• Available records

■ ■ ■ ■

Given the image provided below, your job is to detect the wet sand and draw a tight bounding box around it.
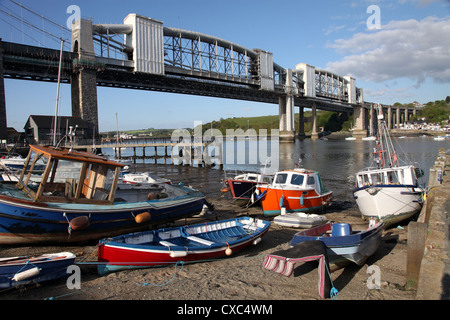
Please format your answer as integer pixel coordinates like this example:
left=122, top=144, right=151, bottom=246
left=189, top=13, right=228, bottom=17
left=0, top=166, right=415, bottom=302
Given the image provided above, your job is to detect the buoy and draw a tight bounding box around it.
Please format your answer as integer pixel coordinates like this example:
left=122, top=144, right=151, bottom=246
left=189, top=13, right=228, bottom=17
left=147, top=192, right=158, bottom=200
left=253, top=238, right=261, bottom=246
left=69, top=216, right=91, bottom=231
left=134, top=211, right=152, bottom=223
left=12, top=267, right=41, bottom=281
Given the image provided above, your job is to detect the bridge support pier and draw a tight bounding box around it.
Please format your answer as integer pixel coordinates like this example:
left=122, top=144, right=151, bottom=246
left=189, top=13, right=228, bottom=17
left=388, top=106, right=392, bottom=130
left=298, top=107, right=306, bottom=139
left=0, top=39, right=8, bottom=140
left=278, top=96, right=295, bottom=142
left=70, top=19, right=99, bottom=140
left=311, top=102, right=319, bottom=139
left=353, top=105, right=367, bottom=138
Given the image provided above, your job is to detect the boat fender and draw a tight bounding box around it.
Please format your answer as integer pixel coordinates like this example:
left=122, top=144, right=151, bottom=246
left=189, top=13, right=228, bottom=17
left=134, top=211, right=152, bottom=223
left=225, top=243, right=233, bottom=256
left=69, top=216, right=91, bottom=231
left=169, top=251, right=187, bottom=258
left=12, top=267, right=41, bottom=281
left=253, top=237, right=261, bottom=246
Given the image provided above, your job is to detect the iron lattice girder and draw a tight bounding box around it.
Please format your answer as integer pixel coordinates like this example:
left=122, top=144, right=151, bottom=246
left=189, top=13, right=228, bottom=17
left=164, top=28, right=259, bottom=84
left=315, top=70, right=348, bottom=101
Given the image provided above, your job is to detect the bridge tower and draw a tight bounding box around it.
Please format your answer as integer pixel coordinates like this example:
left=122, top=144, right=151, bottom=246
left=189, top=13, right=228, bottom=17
left=70, top=19, right=99, bottom=138
left=0, top=39, right=8, bottom=140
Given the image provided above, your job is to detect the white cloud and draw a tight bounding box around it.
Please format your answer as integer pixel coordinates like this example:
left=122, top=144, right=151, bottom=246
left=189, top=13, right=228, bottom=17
left=326, top=17, right=450, bottom=85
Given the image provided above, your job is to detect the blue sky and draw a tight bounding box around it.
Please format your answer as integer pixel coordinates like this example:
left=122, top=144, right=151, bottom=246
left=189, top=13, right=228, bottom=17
left=0, top=0, right=450, bottom=131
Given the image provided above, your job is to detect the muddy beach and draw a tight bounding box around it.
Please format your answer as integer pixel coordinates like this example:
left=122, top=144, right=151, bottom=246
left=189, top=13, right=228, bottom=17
left=0, top=165, right=415, bottom=301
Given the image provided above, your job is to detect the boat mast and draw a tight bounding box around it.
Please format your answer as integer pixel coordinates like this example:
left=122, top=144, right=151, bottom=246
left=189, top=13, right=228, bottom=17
left=374, top=104, right=398, bottom=168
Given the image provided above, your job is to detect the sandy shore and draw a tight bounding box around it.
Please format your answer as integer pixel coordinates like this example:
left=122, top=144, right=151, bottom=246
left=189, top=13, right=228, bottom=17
left=0, top=196, right=414, bottom=301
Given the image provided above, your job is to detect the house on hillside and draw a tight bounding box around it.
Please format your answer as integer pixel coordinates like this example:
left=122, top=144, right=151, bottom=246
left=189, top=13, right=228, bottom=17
left=24, top=115, right=92, bottom=145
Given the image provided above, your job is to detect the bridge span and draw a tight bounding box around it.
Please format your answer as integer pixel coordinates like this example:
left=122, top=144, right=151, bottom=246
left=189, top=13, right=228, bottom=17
left=0, top=14, right=415, bottom=141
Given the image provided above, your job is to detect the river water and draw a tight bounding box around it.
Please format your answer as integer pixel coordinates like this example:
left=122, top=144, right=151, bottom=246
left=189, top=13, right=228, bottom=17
left=103, top=137, right=450, bottom=201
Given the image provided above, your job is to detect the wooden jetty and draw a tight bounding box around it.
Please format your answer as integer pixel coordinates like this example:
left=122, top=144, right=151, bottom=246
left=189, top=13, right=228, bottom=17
left=73, top=141, right=223, bottom=169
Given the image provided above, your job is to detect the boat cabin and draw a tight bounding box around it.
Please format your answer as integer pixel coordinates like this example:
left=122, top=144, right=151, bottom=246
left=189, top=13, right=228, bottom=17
left=272, top=168, right=327, bottom=194
left=17, top=145, right=123, bottom=204
left=356, top=166, right=417, bottom=188
left=233, top=172, right=273, bottom=183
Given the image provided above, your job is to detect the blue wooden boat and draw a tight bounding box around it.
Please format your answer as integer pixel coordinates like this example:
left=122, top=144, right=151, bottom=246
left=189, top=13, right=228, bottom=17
left=0, top=145, right=205, bottom=244
left=98, top=217, right=270, bottom=274
left=0, top=252, right=75, bottom=289
left=290, top=222, right=384, bottom=265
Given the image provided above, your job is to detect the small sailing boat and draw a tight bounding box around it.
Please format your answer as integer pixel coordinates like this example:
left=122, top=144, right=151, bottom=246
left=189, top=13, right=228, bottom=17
left=353, top=105, right=424, bottom=226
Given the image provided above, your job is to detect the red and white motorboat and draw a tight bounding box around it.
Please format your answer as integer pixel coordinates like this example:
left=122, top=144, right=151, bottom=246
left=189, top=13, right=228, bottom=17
left=258, top=168, right=333, bottom=216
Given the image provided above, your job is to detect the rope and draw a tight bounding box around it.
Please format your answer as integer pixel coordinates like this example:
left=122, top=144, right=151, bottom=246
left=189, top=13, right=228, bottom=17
left=325, top=263, right=339, bottom=300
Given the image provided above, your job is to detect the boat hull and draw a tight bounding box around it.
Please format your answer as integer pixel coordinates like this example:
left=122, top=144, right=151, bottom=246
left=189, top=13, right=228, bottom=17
left=260, top=187, right=333, bottom=216
left=291, top=222, right=385, bottom=266
left=98, top=217, right=270, bottom=274
left=226, top=179, right=257, bottom=201
left=0, top=184, right=205, bottom=245
left=353, top=185, right=422, bottom=226
left=0, top=252, right=75, bottom=289
left=273, top=212, right=328, bottom=229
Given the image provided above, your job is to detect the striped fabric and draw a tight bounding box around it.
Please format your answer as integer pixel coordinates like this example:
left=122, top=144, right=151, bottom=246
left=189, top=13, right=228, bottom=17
left=263, top=254, right=326, bottom=299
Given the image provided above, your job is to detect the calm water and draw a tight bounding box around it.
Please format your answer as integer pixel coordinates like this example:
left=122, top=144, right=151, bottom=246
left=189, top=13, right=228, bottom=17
left=104, top=137, right=450, bottom=200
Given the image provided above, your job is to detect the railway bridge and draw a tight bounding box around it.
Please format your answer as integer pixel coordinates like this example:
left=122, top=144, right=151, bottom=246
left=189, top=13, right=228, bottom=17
left=0, top=14, right=415, bottom=141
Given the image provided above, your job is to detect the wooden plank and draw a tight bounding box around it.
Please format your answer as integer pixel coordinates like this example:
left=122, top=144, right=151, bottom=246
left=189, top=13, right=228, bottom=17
left=406, top=221, right=428, bottom=289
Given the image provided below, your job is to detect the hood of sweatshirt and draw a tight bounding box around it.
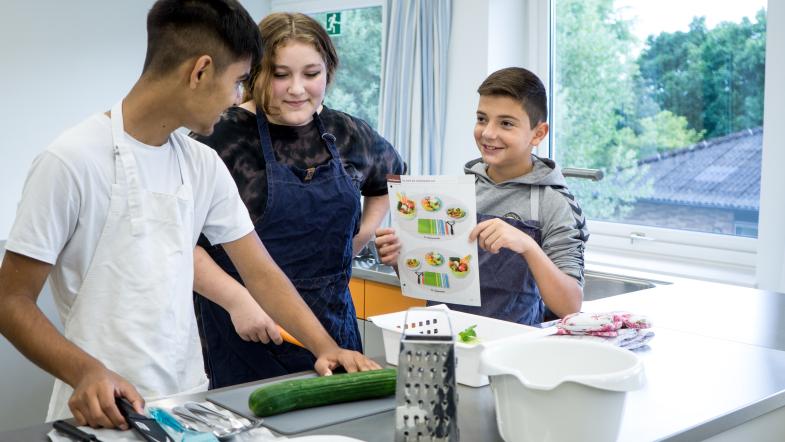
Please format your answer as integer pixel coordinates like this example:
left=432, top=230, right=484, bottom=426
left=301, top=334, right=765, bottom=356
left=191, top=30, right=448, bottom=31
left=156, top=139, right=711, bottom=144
left=463, top=155, right=567, bottom=187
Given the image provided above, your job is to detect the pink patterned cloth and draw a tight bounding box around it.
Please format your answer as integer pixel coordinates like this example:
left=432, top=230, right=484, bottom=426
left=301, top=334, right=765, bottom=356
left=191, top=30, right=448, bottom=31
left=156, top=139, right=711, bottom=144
left=556, top=312, right=654, bottom=349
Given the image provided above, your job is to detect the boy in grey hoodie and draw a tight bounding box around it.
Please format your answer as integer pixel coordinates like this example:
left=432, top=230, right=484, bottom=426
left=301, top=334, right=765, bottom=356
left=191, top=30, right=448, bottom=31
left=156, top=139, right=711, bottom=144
left=375, top=68, right=589, bottom=324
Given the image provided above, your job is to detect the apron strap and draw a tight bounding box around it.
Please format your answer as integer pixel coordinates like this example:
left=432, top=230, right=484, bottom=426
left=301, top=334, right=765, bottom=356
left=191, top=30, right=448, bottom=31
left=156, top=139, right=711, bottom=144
left=529, top=186, right=540, bottom=221
left=111, top=101, right=145, bottom=236
left=256, top=106, right=340, bottom=165
left=111, top=101, right=191, bottom=236
left=313, top=112, right=341, bottom=161
left=256, top=106, right=275, bottom=164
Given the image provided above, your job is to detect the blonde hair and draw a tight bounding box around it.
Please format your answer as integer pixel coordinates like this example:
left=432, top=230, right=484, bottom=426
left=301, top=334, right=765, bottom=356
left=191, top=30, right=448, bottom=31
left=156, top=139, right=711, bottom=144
left=245, top=12, right=338, bottom=115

■ ■ ■ ■

• What the exercise asks
Copy the rows again, starting at the line that has "detect the railway" and stopping after the line that has "left=406, top=221, right=428, bottom=289", but change "wooden plank" to "timber beam" and leave everything else untouched.

• Response to the task
Given the image provided above, your job is to detect the railway bridge and draw a tight bounding box around it.
Please format your answer as integer pixel coordinates like this example:
left=122, top=144, right=151, bottom=246
left=189, top=13, right=228, bottom=17
left=0, top=14, right=415, bottom=141
Given the image provided above, your job is to detect the timber beam and draw a tight bounding box around it.
Please format your answer as integer pixel coordinates like this example:
left=122, top=144, right=151, bottom=246
left=189, top=13, right=228, bottom=17
left=406, top=221, right=428, bottom=289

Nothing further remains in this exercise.